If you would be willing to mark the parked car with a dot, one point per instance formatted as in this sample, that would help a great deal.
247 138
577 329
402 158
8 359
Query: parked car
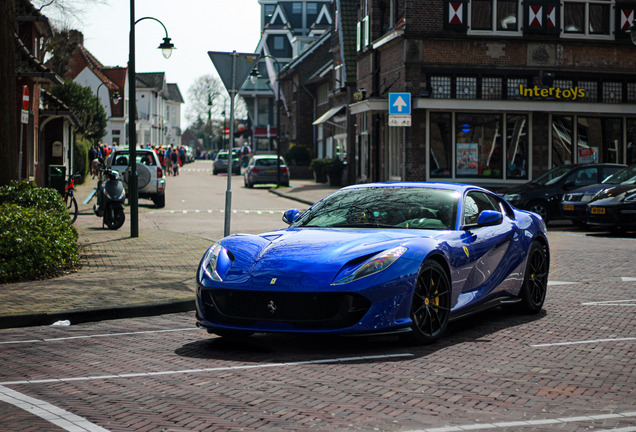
379 257
262 169
543 195
574 203
151 182
614 208
221 162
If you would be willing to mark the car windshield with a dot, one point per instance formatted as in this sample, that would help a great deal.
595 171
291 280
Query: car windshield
384 207
122 158
553 175
624 176
266 163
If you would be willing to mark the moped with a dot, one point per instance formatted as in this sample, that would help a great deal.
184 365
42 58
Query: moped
111 195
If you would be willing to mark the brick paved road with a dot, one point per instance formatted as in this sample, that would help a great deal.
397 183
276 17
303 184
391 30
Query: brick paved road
492 369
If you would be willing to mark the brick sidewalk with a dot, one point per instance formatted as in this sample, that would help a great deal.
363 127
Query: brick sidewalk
120 276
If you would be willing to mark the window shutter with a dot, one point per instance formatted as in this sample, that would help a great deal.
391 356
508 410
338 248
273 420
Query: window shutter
456 15
625 13
542 17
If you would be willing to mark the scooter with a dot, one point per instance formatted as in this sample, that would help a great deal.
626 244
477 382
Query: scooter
110 198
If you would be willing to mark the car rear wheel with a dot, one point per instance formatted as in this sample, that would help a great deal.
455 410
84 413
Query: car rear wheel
535 281
430 306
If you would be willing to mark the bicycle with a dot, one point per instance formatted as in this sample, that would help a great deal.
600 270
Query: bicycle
69 197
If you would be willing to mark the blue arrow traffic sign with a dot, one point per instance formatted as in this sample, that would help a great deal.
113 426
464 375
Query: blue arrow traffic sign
399 103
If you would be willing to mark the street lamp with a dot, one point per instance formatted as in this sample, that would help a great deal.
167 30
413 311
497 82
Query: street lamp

——————

_Task details_
Rewrite everything from the line containing "If you would be willing to mark the blue" down to the end of the items, replacing "street lamp" with "streetlight" and keeping all other text the same.

_Solution_
If you would be willing to mark the blue arrow traffic sign with a dot, one point per instance formatted as in this sample, that would help a great deal.
113 426
464 375
Query: blue arrow traffic sign
399 103
If you would be willing to mark the streetlight with a dot, one point per instance formatted as in this sample, that would help a great deal.
167 30
413 311
497 82
Query: streetlight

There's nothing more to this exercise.